### Document section
This was definitely a first for us. An experience that, understandably, would not be favoured by some, but one that fully immersed us in a traditional French annual celebration.
For some reason which escapes me, we were invited to the local fire brigade’s annual pig roast.
The event was to be held in the grounds of our local village, a gorgeous, typically French setting. Ancient, wood-shuttered, stone homes line streets backing onto miles of orchards and meadows – it’s simply gorgeous.
I ignored Jack, my husband’s, hermitic moans about being socialised to death, telling him he should be very grateful to have been asked. I didn’t concede that he had a point, it’s true we’ve been to numerous ‘dos’ recently. That’s simply a feature of living in a place with hot summers, and many outdoor gatherings.
Our community primarily comprises farming folk, who tend to shut up shop in the winter once the crops and main beast jobs have been dealt with. They’ll hunker down, stick to basic maintenance work only, and keep a low profile during the cold, wet months. Conversely, the arrival of spring stimulates a flurry of activity.

### Task objective
Render this sentence from the post about the village pig roast in Spanish: "For some reason which escapes me, we were invited to the local fire brigade’s annual pig roast."

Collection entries
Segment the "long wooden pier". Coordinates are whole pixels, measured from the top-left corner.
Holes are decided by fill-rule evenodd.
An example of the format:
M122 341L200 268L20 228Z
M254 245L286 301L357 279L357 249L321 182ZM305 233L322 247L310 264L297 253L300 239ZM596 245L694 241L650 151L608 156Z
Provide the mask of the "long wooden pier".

### Response below
Por alguna razón que se me escapa, nos invitaron al asado anual de cerdo del cuerpo de bomberos local.